Quoted text
□ □ □ □ □

The film’s arcade game Wreck-It Ralph looks like it came straight out of the early eighties. Hero’s Duty seems like an authentic first-person shooter in the vein of Halo and Call of DutySugar Rush is an obvious Mario Kart clone, and its J-pop theme, which plays over the film’s credits, is a hilarious nod to some of the stranger games to come out of Japan.

None of these games are real, but they feel real. I’m a jaded gamer who knows far more about the video game industry than any sane person should, and even can imagine these games existing in real life.

Wreck-It Ralph did its homework, and it shows. The film’s settings are vibrant, authentic, and completely believable.

To a lesser extent, Big Hero 6 did a phenomenal job of researching its setting. San Fransokyo is a mash-up of Tokyo and San Francisco, and both of its influences show. American architectures have little Japanese touches like pagoda roofs and anime billboards. California meets Kyoto as pink sakura trees line city streets. Maneki-neko (lucky cat figurines) wave their plastic paws in plain, Western-style windows.

I want to visit this place.
I want to visit this place.

Big Hero 6 fused separate cultures and made them click. That takes research.

Look, I hate research. I know it’s a pain, but a setting can make or break a story. If a foundation is bad, the house will collapse; if a setting is bad, the story will fall apart. Research makes a setting seem real.

  1. Bad guys need reasons for being bad.

Hans from Frozen is a terrible villain. (At any rate, that seems to be the consensus round these parts!) I wonder whether the makers of Frozen felt it needed a clear villain because, you know, all Disney movies have clear villains. (Lilo and Stitch, God bless it, is the exception.) Hans seems shoehorned into the movie: no foreshadowing, no flamboyant villain song, and no motivation beyond a vague hunger for power.

It’s a shame, because Wreck-It Ralph and Big Hero 6 make their villains believably evil. Driven by his lust for the spotlight, King Candy is desperate to reclaim his fame as a popular video game hero. The masked villain of Big Hero 6 chooses vengeance as a way to cope with loss—more on that later.

In many ways, villains are just as important as protagonists. However bad they are, they deserve good characterization—or at the very least, a good reason for being bad.

□ □ □ □ □

Set exercise A
Condense the paragraph of the piece on Disney films that begins "To a lesser extent, Big Hero 6" into a short bulleted list that keeps its main facts.

Entries for labeling object positions

□ □ □ □ □

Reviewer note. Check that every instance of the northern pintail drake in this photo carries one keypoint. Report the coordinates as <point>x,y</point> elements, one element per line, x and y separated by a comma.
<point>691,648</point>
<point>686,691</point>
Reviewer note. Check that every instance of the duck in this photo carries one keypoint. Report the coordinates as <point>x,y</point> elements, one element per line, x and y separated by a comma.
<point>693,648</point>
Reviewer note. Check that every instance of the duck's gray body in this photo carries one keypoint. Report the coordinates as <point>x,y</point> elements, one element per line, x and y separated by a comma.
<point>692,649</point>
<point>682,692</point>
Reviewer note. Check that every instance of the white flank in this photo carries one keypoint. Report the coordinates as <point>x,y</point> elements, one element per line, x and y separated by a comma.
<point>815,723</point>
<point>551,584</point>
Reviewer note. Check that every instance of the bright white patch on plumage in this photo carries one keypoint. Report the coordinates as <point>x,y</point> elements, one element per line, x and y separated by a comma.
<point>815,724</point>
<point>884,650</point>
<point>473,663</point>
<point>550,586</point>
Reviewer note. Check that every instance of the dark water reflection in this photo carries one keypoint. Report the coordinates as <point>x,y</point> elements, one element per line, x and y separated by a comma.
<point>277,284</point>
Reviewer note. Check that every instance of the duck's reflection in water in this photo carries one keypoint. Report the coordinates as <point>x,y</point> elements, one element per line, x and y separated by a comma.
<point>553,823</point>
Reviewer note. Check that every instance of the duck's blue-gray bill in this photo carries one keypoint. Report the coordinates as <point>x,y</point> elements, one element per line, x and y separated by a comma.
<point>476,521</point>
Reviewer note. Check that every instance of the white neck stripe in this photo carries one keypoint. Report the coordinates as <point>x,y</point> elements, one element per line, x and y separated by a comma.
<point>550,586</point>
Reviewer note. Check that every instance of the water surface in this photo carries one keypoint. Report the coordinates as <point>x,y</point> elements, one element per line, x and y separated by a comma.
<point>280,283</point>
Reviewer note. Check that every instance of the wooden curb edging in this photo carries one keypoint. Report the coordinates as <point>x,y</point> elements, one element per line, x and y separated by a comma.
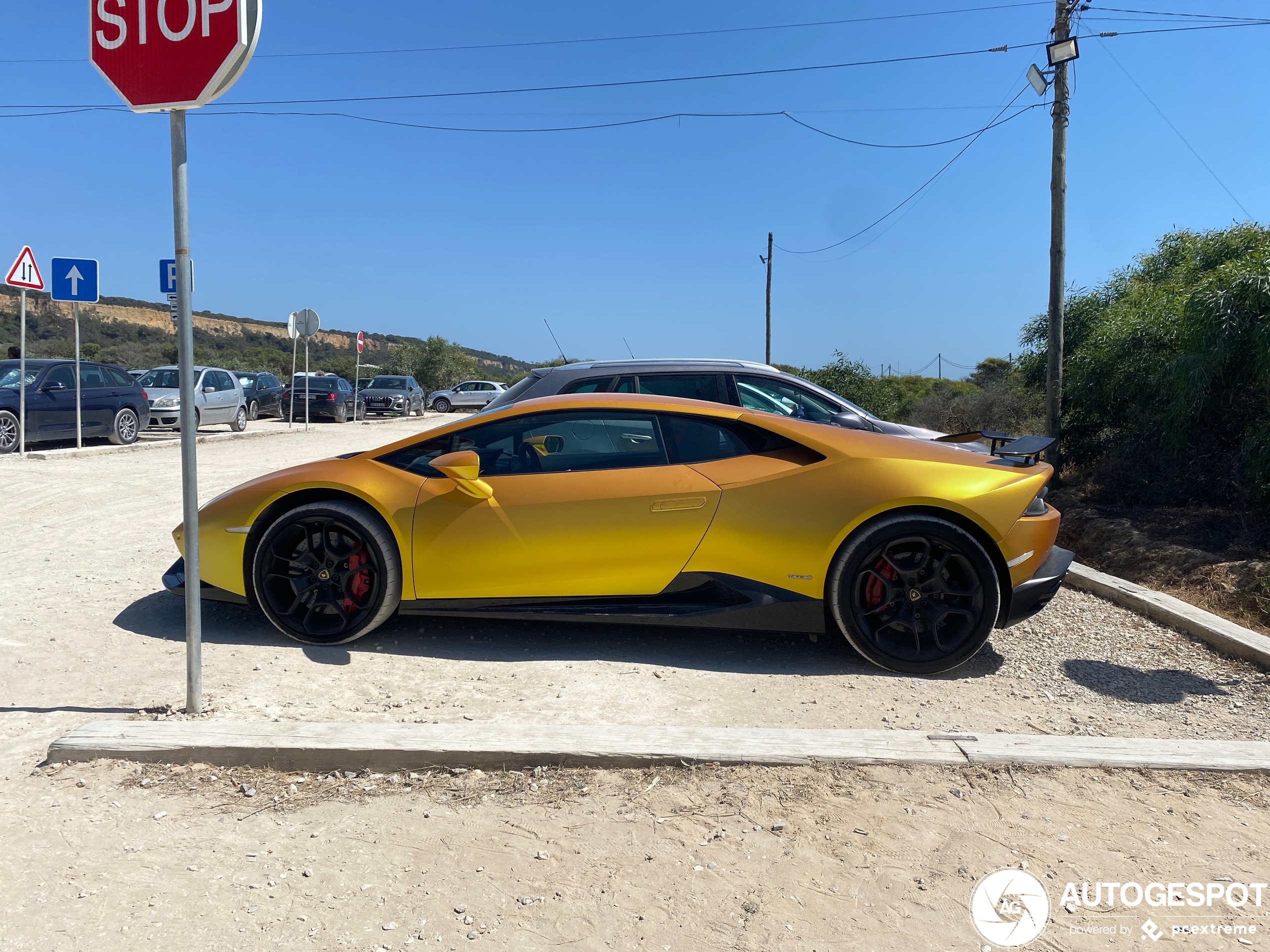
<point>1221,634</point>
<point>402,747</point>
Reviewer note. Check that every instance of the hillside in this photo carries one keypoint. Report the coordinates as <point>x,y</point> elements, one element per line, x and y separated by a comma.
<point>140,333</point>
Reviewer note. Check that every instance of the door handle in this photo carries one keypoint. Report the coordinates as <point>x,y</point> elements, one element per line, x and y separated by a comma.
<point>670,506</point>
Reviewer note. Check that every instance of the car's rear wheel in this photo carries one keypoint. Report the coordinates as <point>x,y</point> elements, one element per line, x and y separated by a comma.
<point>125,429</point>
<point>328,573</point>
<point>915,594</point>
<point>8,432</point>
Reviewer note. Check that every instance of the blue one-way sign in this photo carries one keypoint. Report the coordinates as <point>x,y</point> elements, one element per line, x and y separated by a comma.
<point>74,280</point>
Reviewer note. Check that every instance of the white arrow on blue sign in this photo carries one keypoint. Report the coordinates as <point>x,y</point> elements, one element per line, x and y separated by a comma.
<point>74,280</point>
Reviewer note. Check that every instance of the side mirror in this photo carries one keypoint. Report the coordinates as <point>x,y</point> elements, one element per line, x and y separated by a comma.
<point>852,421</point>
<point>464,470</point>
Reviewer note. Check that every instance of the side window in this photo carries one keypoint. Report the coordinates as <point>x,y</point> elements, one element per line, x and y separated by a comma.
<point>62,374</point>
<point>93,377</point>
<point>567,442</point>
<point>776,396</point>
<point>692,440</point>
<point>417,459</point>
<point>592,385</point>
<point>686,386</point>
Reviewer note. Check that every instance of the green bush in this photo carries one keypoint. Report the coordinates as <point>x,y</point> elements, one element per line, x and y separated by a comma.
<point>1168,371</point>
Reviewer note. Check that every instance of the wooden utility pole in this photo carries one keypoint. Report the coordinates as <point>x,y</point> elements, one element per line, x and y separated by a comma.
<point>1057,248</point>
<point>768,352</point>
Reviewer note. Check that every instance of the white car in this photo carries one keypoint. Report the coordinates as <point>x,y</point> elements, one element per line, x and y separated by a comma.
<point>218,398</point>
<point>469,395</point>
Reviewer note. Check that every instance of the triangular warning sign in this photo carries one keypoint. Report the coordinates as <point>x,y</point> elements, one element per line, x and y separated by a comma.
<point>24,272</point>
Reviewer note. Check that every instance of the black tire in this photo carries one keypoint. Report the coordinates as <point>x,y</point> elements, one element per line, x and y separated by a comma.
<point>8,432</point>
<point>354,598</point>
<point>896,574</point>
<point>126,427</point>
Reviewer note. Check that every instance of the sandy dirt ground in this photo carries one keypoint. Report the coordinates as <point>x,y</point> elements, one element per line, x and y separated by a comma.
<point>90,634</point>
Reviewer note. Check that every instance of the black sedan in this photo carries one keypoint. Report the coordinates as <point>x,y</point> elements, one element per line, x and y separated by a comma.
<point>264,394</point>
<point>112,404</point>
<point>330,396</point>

□ □ □ □ □

Set exercise B
Starting at the row line containing "Reviewer note. Check that every instance of the blue" and ending at the row line containing "<point>126,427</point>", substitute "power pole" for "utility pole". Give only those lines again, with everything else unchanged.

Full answer A
- To a lesser extent, Big Hero 6 did a phenomenal job of researching its setting.
- San Fransokyo mixes Tokyo and San Francisco, and both influences show.
- American architecture has Japanese touches such as pagoda roofs and anime billboards.
- Pink sakura trees line the city streets.
- Maneki-neko (lucky cat figurines) wave their plastic paws in plain, Western-style windows.

Full answer B
Reviewer note. Check that every instance of the blue one-way sign in this photo carries one keypoint. Report the coordinates as <point>x,y</point> elements, one element per line, x and y separated by a comma.
<point>74,280</point>
Reviewer note. Check that every instance of the white arrow on blue sign in this photo carries one keypoint. Report the coordinates as <point>x,y</point> elements, one element per line, x and y separated by a comma.
<point>74,280</point>
Reviewer note. Check that every instance of the side mirror in this photo carries one keypoint. Report the coordinates as <point>x,y</point> elements, one element per line, x and y separated by a comma.
<point>852,421</point>
<point>464,470</point>
Reviewer note. Check that every instance of the side window in this photo carries one keypoint. Report the coordinates as <point>x,y</point> elements, one element per line, x and y separated by a comma.
<point>62,374</point>
<point>93,377</point>
<point>567,442</point>
<point>776,396</point>
<point>692,440</point>
<point>417,459</point>
<point>592,385</point>
<point>686,386</point>
Reviewer note. Check that every instance of the green bush in this photo carries one keypoint. Report the coordinates as <point>x,y</point> elements, one element per line, x and y separated by a comma.
<point>1168,371</point>
Reviewer note. Check that every instance of the wooden power pole in this photo carries one keypoint. Report the coordinates as <point>x,y</point> elements, one element per line, x and y separated by a comma.
<point>1057,248</point>
<point>768,352</point>
Reviewer note. Check that every instance of the white car in this photo carries one keypoint. Report the coordinates as <point>x,y</point> elements, one element per line, x and y separated by a comma.
<point>218,398</point>
<point>469,395</point>
Reviewer note. Check that every instance of the triangular warning sign in this photo carries one keypoint. Report the coordinates as <point>x,y</point> elements, one element per line, x and y separated by a comma.
<point>24,272</point>
Reviewer note. Check that every instance of the black tire in this photo carries one keypoint. Report the coordinates as <point>x,y</point> elements, one element per line, x and y separated by a comma.
<point>8,432</point>
<point>354,598</point>
<point>896,574</point>
<point>126,427</point>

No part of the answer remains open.